◆ **AIM OF THE TASK**
Reproduce every line of the material below exactly as it appears, but leave out the pictures.

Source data
┌──

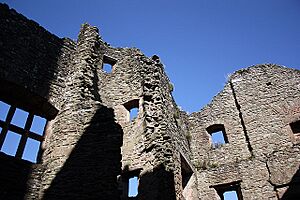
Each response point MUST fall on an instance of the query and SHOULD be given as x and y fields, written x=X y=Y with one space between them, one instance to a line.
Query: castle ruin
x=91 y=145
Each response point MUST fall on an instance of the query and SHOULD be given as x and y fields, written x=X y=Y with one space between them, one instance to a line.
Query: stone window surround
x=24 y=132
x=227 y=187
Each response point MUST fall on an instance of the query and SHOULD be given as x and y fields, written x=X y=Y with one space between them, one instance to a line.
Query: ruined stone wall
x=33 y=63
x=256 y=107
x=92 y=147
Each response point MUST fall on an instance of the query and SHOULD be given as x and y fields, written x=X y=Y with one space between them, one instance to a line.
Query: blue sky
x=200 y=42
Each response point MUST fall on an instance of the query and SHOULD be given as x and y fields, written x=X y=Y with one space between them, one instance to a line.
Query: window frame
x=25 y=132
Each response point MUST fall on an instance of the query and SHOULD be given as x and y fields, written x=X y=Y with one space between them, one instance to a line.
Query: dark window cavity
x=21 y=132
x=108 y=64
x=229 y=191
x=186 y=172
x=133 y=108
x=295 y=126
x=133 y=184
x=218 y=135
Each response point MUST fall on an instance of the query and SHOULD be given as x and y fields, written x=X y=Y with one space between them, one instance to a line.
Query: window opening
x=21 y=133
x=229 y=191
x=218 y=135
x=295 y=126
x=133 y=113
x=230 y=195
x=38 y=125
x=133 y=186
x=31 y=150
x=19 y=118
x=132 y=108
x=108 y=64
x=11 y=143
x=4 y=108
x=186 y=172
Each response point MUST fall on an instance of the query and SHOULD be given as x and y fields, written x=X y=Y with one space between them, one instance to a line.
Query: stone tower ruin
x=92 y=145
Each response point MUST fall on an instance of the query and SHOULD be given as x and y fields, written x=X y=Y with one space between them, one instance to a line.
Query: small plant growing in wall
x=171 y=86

└──

◆ **OUTPUT OF THE TASK**
Each response point MUST fall on an instance of the query and SHOULD be given as x and y fields, written x=X y=Y with one space between them, one instance to a line.
Query: castle ruin
x=91 y=145
Each response point MUST fall on an instance of the query and SHOULD be given as x and y fields, written x=X y=Y with one space between them, one instance to a line.
Query: stone window surround
x=24 y=132
x=227 y=187
Each response point MUST fall on an instance of the query and SHOULD be given as x and y fields, written x=X y=Y with one space between them, one instance to a line.
Query: ruined stone wall
x=33 y=63
x=256 y=107
x=92 y=147
Each response point MUST fall on an instance of the query and SHOULD be given as x and y fields, written x=X y=Y with one space between them, one instance to a line.
Query: blue sky
x=200 y=42
Each response point MUST fall on an instance of the query and SHOULD be given as x and y fields, written x=X y=Y with one space between them, one instance to a line.
Query: window frame
x=25 y=132
Each response point MUST fall on an instance of the query and SHOULD be given as x and y fields, written x=X y=Y with one space between them, one instance to a line.
Query: dark window cavity
x=21 y=132
x=108 y=64
x=229 y=191
x=186 y=172
x=133 y=108
x=295 y=126
x=133 y=184
x=218 y=135
Each response point MUST fall on an instance of the query and SHOULD be given as x and y fields, written x=X y=Y with one space between them, one instance to a line.
Query: window opening
x=21 y=133
x=229 y=191
x=218 y=135
x=295 y=126
x=133 y=113
x=230 y=195
x=38 y=125
x=133 y=186
x=31 y=150
x=19 y=118
x=132 y=108
x=108 y=64
x=11 y=143
x=4 y=108
x=186 y=172
Each response point MUST fall on an instance of the query and SHOULD be given as x and y fields, written x=X y=Y with one space between them, one instance to a line.
Query: stone tower ruin
x=92 y=145
Each response point MUST fall on an instance of the query and SHOULD be given as x and y fields, written x=X y=Y with one space between them, one instance to a line.
Query: small plant growing in wall
x=171 y=86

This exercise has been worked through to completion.